SET EXERCISE: Copy out exactly the lines from the line containing "[trace] every instance of the **woman wearing" to the end of the listing.

INPUT ROWS:
— begin —
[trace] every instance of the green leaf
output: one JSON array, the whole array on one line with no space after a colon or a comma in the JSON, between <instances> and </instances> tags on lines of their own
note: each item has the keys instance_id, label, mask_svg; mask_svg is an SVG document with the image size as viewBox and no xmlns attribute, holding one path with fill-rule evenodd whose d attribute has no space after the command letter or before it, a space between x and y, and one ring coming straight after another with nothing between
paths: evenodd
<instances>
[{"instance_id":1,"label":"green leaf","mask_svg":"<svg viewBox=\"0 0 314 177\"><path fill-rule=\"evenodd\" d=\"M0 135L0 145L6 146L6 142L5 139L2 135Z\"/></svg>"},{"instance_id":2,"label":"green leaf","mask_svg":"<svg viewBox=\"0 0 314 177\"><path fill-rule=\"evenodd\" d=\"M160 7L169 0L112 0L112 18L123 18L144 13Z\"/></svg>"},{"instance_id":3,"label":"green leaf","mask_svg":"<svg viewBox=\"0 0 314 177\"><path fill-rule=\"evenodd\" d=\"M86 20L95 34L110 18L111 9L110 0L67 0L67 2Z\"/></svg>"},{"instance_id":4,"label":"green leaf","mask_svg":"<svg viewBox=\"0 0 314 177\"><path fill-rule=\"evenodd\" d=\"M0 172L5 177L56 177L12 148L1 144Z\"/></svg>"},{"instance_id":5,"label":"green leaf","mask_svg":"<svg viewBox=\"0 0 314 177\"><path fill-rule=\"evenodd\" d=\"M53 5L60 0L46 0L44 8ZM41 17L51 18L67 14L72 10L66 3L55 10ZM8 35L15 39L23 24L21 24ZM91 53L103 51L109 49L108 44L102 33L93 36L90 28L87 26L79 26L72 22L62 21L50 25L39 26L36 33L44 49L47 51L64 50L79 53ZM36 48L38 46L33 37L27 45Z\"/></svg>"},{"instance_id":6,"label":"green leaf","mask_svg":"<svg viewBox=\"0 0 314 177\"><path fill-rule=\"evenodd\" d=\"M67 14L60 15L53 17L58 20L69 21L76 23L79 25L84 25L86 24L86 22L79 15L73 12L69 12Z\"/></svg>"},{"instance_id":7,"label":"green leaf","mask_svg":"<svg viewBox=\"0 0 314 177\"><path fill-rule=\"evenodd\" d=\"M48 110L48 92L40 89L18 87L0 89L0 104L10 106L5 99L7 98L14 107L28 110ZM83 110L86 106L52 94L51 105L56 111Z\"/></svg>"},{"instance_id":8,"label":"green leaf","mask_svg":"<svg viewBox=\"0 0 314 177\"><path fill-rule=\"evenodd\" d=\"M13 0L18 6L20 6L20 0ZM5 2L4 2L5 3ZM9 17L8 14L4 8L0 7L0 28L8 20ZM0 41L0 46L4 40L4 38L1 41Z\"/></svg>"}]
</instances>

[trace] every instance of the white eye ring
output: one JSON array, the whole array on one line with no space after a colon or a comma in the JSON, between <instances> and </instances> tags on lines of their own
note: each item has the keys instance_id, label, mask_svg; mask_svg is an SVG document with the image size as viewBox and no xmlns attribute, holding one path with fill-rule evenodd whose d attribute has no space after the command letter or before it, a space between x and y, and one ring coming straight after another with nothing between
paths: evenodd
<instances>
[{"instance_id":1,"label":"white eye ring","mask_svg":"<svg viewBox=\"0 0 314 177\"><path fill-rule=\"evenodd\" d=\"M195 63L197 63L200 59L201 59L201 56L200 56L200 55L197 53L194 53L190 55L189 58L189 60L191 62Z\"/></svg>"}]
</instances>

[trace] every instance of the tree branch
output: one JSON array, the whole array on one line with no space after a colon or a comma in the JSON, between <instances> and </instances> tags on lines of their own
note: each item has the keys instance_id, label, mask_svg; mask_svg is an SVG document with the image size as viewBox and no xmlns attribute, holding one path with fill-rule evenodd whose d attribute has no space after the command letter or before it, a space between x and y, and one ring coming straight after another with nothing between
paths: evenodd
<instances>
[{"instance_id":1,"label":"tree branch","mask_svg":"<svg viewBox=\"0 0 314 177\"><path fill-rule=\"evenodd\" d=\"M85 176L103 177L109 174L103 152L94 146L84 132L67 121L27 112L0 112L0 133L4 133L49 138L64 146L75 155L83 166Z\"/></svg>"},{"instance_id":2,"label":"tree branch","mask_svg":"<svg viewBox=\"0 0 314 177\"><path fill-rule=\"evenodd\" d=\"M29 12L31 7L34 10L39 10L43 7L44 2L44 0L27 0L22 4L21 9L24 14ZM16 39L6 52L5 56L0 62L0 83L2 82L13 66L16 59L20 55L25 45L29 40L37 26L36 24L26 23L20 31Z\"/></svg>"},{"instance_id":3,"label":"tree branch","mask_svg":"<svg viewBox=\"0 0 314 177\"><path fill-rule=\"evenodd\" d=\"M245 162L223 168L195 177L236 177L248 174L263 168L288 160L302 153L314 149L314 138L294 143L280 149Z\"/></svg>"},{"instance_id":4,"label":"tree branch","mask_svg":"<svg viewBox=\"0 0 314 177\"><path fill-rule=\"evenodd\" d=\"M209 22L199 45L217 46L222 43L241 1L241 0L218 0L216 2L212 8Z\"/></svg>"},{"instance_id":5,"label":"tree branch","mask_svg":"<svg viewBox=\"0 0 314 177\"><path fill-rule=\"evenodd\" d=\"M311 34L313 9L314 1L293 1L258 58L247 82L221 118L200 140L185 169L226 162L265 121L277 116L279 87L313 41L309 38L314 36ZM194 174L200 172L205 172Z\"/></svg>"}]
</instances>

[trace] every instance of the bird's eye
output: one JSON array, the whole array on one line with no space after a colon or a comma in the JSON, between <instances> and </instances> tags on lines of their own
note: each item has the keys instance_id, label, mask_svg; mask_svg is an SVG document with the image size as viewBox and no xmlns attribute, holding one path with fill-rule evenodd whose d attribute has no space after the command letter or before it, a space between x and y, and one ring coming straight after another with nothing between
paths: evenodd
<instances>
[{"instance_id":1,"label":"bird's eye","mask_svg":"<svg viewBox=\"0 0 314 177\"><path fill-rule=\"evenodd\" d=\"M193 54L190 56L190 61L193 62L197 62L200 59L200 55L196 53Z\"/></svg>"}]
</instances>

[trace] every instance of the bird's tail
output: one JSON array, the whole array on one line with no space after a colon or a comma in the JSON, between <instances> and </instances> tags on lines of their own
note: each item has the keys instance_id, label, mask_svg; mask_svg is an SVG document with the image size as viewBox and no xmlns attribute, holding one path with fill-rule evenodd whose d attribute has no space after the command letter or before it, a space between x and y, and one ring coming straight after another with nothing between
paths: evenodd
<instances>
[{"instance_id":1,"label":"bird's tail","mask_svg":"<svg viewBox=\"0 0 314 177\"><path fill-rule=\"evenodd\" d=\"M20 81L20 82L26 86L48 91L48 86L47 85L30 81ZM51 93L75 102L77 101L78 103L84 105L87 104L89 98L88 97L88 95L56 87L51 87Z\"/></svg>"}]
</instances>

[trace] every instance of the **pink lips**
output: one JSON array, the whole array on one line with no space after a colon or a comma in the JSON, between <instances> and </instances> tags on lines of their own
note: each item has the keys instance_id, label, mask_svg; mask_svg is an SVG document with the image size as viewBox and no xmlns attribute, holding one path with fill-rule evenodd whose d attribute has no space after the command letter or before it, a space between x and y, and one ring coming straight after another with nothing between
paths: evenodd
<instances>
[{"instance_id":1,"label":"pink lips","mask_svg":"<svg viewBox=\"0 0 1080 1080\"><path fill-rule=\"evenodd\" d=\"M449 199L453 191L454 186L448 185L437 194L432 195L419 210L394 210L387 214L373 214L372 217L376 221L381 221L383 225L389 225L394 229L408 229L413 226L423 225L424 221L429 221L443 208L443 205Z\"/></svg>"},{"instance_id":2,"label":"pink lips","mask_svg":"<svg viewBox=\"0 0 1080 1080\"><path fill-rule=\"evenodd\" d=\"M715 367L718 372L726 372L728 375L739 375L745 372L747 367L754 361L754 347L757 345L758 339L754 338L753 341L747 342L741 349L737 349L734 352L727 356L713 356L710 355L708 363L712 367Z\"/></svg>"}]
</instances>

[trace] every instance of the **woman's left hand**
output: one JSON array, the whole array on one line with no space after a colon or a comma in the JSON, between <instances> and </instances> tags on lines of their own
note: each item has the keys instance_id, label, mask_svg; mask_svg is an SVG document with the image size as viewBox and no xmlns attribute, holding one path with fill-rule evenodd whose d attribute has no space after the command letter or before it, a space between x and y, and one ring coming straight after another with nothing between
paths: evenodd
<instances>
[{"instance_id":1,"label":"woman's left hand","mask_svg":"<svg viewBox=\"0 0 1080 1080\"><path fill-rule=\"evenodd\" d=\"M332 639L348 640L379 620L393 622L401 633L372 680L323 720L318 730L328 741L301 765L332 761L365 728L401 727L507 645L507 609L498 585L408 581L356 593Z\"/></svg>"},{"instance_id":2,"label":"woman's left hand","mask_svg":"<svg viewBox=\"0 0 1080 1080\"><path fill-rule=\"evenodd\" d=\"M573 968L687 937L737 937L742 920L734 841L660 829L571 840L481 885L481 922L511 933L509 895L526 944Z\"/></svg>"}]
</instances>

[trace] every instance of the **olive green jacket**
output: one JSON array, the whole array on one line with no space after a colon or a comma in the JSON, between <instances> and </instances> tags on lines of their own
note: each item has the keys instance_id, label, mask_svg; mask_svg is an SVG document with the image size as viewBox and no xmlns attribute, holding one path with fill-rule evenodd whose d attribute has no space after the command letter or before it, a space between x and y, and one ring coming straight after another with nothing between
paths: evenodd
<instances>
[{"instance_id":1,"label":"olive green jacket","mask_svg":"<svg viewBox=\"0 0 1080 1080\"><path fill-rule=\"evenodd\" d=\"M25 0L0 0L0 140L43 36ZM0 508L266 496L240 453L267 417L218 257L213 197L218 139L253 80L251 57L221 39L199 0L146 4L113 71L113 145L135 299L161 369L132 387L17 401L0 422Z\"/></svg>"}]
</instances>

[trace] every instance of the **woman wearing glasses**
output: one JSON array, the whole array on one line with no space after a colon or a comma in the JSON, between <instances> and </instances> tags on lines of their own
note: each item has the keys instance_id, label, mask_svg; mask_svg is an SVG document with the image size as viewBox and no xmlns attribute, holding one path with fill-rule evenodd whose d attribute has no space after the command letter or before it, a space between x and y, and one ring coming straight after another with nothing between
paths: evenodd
— end —
ANSWER FOR THE TASK:
[trace] every instance of the **woman wearing glasses**
output: one JSON array, the whole array on one line with no space after a colon or a comma in the JSON, between <instances> and </instances> tags on lines of their own
note: each item has the keys instance_id, label, mask_svg; mask_svg is an SVG document with the image size as viewBox and no xmlns attribute, holding one path with fill-rule evenodd whose d attribute has no space after the command letter or before it, a space between x and y, and one ring coming straight after another with nothing between
paths: evenodd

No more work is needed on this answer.